Acórdão nº 14627/22.6T8PRT-A.P1 de Tribunal da Relação do Porto, 2024-02-22

Ano2024
Número Acordão14627/22.6T8PRT-A.P1
ÓrgãoTribunal da Relação do Porto
Processo nº 14627/22.6T8PRT-A.P1
(Comarca do Porto – Juízo de Execução do Porto – J6)

Relatora: Isabel Rebelo Ferreira
1º Adjunto: Paulo Duarte Teixeira
2º Adjunto: João Venade
*
Acordam no Tribunal da Relação do Porto:

I AA e marido, BB, deduziram, por apenso à Execução nº 14627/22.6T8PRT, do Juízo de Execução do Porto do Tribunal Judicial da Comarca do Porto, oposição mediante embargos de executado contra a aí exequente “A..., S.A.”.
Para além de requererem a suspensão da execução sem prestação de caução, invocaram a ilegitimidade da exequente, por não resultar que o crédito exequendo lhe foi cedido, a inexistência de título executivo, a prescrição da obrigação, o preenchimento abusivo das livranças e a inexigibilidade da obrigação exequenda, por iliquidez da obrigação de restituição do contrato de crédito em conta corrente.
A exequente/embargada contestou, defendendo que não ocorrem as excepções invocadas pelos embargantes.
Os embargantes, por requerimento de 09/12/2022, vieram ainda invocar a falta de cumprimento da obrigação de integração do crédito no PERSI.
Dispensou-se a realização da audiência prévia, com o acordo das partes, e foi elaborado despacho saneador, onde se conheceram as excepções invocadas e se julgaram improcedentes os embargos.

============

**TAREFAS A REALIZAR**:
a - Transcreva do acórdão o trecho entre "I AA e marido, BB, deduziram, por" e "invocadas pelos embargantes.", inclusive.
b - Dê continuidade ao acórdão do Tribunal da Relação do Porto a partir do ponto em que o texto termina.

============

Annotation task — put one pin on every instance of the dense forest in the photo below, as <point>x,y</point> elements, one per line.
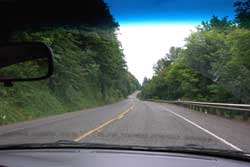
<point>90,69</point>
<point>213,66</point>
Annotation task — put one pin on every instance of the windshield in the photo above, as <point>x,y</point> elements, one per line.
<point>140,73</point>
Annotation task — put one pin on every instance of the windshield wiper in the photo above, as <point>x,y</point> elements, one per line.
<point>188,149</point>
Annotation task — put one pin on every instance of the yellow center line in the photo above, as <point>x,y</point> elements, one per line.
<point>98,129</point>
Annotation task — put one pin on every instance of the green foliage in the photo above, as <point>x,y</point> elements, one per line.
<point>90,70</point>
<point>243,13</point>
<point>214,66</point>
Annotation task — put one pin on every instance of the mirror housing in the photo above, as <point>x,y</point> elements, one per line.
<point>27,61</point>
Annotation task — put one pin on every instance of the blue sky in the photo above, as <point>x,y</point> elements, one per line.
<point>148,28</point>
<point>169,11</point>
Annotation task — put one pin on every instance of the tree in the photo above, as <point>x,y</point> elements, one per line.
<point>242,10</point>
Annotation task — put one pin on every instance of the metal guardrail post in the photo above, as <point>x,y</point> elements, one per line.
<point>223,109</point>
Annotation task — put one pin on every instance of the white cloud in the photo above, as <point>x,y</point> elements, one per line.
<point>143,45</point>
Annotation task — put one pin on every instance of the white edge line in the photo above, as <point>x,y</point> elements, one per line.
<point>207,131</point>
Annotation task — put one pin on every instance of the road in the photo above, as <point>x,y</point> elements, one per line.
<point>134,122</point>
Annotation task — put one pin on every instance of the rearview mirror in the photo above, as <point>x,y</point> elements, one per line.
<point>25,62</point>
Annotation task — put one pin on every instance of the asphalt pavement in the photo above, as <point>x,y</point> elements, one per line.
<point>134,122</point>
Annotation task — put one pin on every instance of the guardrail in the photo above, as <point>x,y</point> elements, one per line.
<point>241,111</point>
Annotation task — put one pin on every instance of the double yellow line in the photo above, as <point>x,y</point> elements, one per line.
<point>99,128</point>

============

**RESPOSTAS ÀS TAREFAS**:
a -
I AA e marido, BB, deduziram, por apenso à Execução nº 14627/22.6T8PRT, do Juízo de Execução do Porto do Tribunal Judicial da Comarca do Porto, oposição mediante embargos de executado contra a aí exequente “A..., S.A.”.
Para além de requererem a suspensão da execução sem prestação de caução, invocaram a ilegitimidade da exequente, por não resultar que o crédito exequendo lhe foi cedido, a inexistência de título executivo, a prescrição da obrigação, o preenchimento abusivo das livranças e a inexigibilidade da obrigação exequenda, por iliquidez da obrigação de restituição do contrato de crédito em conta corrente.
A exequente/embargada contestou, defendendo que não ocorrem as excepções invocadas pelos embargantes.

b -
Desta decisão vieram os embargantes interpor recurso, tendo, na sequência da respectiva motivação, apresentado as seguintes conclusões, que se transcrevem:
«1ª – A legitimidade activa para a ação executiva satisfaz-se com a alegação e prova da existência do acordo de cessão de crédito, independentemente da sua notificação ao devedor. Por isso, a legitimidade do cessionário para instaurar a execução com base em livrança que acompanha o crédito que lhe foi cedido (mútuo/ abertura de crédito em conta corrente), dependerá da alegação e junção não só do contrato de cessão de créditos, mas também da alegação e prova de que tal cessão foi notificada ao devedor, porque é condição de eficácia dessa cessão.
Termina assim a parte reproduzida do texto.